Goals:
a) Retype part of the Statalist post word for word. Begin at the words "I've modified the" and stop after "inp str14(compname transdate)".
b) List every bracketed navigation link shown near the top of the Statalist post.
------ Selected excerpt
Bookmark and Share

Notice: On April 23, 2014, Statalist moved from an email list to a forum, based at statalist.org.


[Date Prev][Date Next][Thread Prev][Thread Next][Date Index][Thread Index]

Re: st: Re: group classification


From   Eric Booth <[email protected]>
To   "<[email protected]>" <[email protected]>
Subject   Re: st: Re: group classification
Date   Fri, 28 Jan 2011 19:45:24 +0000

<>


If I understand your post, you should be able to use -collapse- to get the 1 for any transaction in may 2006 to april 2007 if there was at least 1 transaction in the Nov 2006 to Apr 2007  target period for that company, so:
	collapse (max) prior6_*, by(compname year)
I've modified the code below to reflect the clarification in your latest post...the new code is marked with *comments*:

***************************! Begin Example
clear
inp str14(compname transdate)
"General Motors" "11/1/2006"
------------
------ Given data
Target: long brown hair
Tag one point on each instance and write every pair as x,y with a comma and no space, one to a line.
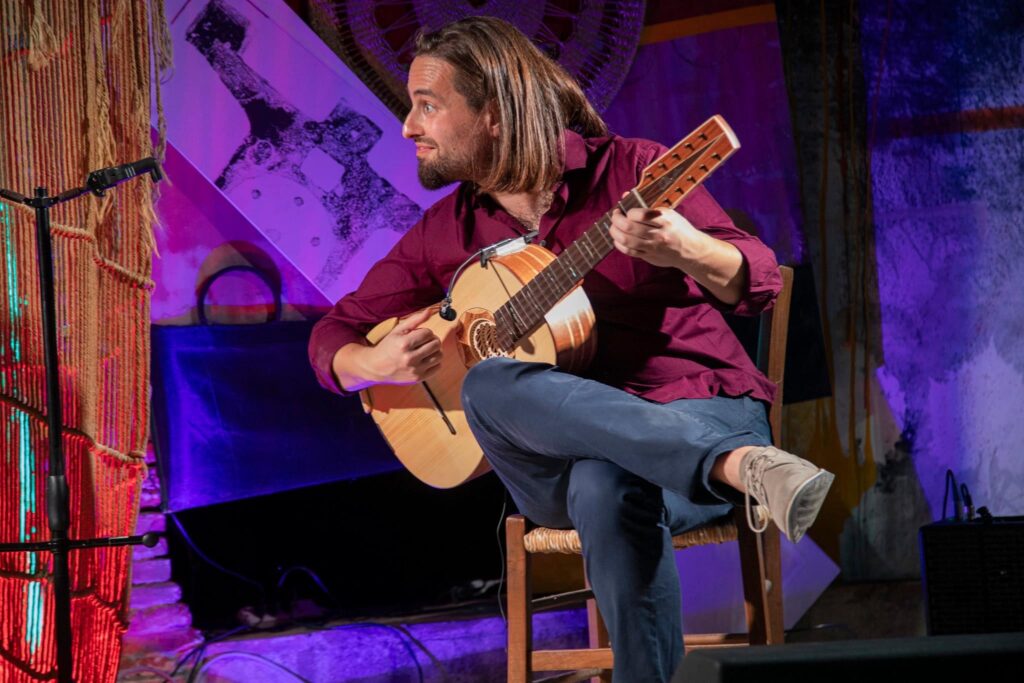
535,98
------------
Solutions to the exercise:
a)
I've modified the code below to reflect the clarification in your latest post...the new code is marked with *comments*:

***************************! Begin Example
clear
inp str14(compname transdate)

b)
Date Prev
Date Next
Thread Prev
Thread Next
Date Index
Thread Index